**Direction:** Continue the incident report on the full /rc_scratch file system from the point where it stops.

**Page:**
/rc_scratch full event
Incident Report for CU Boulder RC
Resolved
With assistance of our user community, we were able to free up space on rc_scratch. Since then, we have enabled per-user quotas on rc_scratch and, while not all users have had quotas implemented yet, this new functionality will give us greater ability to manage near-full events in the future.

We have also added additional monitoring for rc_scratch capacity and fullness.
Posted Aug 04, 2020 - 14:18 MDT
Identified
We have a plan for establishing per-user quotas in /rc_scratch, but this will require a configuration change that will require the file system to be briefly unmounted. As such, we are scheduling a brief outage for our next PM date, 1 July, and will plan to make the change then.

In the mean time, at least some space has been freed, and rc_scratch is now showing 85% full with 16T available. Per-user quotas have been partially implemented for a few rc_scratch storage outliers, and we will be working with them individually to try to allow them to work until the quota configuration change is made.

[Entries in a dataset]
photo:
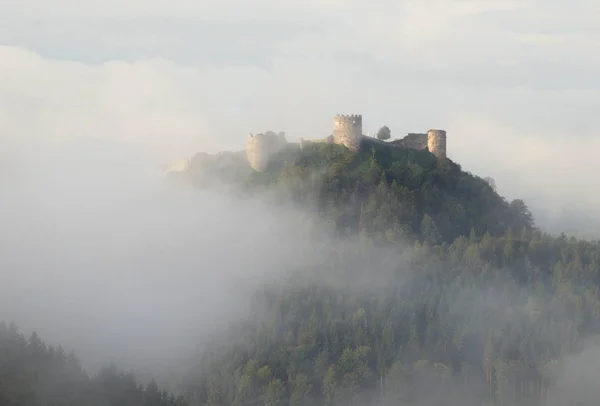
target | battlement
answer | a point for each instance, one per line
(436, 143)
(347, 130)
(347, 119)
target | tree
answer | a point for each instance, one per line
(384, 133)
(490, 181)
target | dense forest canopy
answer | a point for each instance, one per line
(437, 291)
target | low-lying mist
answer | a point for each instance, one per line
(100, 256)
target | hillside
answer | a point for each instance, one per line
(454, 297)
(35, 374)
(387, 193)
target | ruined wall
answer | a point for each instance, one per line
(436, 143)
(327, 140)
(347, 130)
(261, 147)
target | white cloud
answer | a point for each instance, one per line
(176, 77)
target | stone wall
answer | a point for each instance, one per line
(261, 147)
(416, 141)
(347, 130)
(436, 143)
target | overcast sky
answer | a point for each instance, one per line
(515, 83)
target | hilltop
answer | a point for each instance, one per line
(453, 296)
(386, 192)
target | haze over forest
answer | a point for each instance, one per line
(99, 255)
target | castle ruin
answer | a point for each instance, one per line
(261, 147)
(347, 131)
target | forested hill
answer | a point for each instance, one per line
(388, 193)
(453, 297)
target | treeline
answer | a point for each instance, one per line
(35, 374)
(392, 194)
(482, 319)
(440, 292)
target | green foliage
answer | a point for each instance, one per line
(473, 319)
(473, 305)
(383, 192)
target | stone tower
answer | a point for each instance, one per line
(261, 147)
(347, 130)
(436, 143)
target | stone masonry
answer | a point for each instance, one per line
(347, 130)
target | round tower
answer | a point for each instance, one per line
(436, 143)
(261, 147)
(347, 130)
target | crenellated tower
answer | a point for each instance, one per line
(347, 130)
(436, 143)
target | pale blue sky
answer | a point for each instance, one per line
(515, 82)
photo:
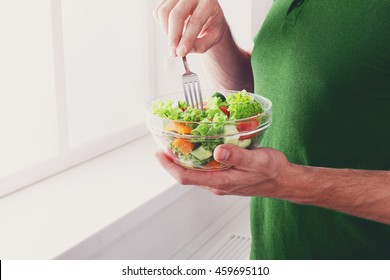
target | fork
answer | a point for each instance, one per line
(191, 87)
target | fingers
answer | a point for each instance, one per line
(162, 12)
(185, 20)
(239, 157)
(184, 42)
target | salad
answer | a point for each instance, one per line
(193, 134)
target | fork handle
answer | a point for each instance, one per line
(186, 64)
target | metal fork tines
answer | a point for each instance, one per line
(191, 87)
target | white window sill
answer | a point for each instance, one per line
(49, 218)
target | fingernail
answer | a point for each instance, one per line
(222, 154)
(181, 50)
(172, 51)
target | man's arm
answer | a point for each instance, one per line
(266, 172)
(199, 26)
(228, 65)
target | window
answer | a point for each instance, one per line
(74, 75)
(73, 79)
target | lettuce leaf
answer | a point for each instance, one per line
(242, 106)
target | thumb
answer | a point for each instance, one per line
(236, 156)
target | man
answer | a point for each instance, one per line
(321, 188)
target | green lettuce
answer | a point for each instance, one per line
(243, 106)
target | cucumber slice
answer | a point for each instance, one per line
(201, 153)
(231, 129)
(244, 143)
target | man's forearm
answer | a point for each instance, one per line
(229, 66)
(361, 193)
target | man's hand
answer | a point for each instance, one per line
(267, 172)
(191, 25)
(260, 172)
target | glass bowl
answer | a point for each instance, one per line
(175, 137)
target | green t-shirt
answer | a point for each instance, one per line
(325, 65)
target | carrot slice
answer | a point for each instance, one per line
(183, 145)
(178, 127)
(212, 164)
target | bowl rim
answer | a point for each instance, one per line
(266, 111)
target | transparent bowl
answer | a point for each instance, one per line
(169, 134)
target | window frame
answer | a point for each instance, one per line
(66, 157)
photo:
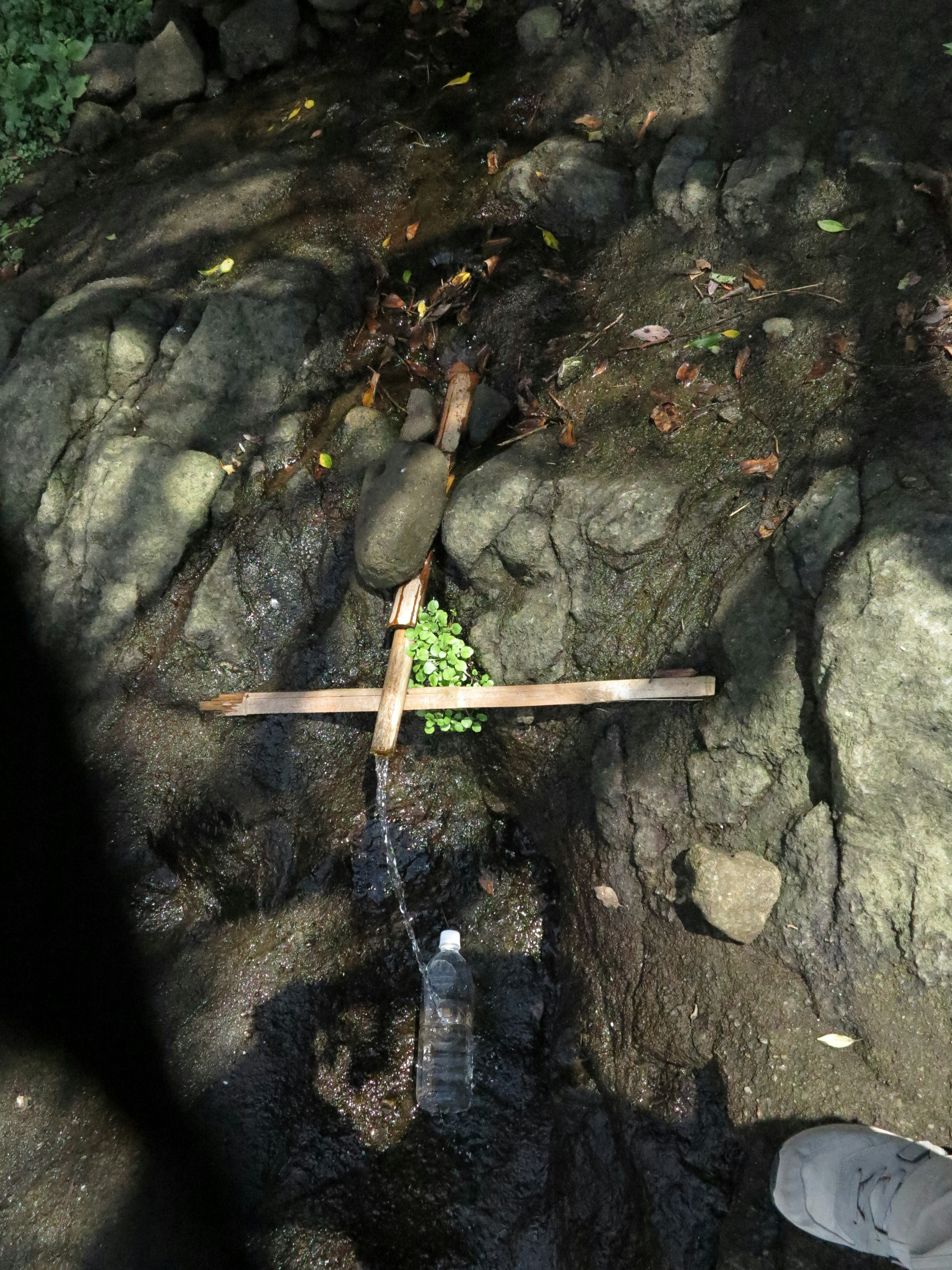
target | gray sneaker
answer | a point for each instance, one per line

**Task result:**
Posted Jun 19, 2020 - 12:08 MDT
Investigating
The /rc_scratch file system, mostly used during Blanca computation, is full. We are working on a plan and hope to implement it today. Until then, individuals are being contacted to ask them to free up space.

Be advised: data is, as always, automatically removed from /rc_scratch after 90 days; but bursts of write activity within that time window can fill the file system.
Posted Jun 19, 2020 - 09:28 MDT
This incident affected: Blanca.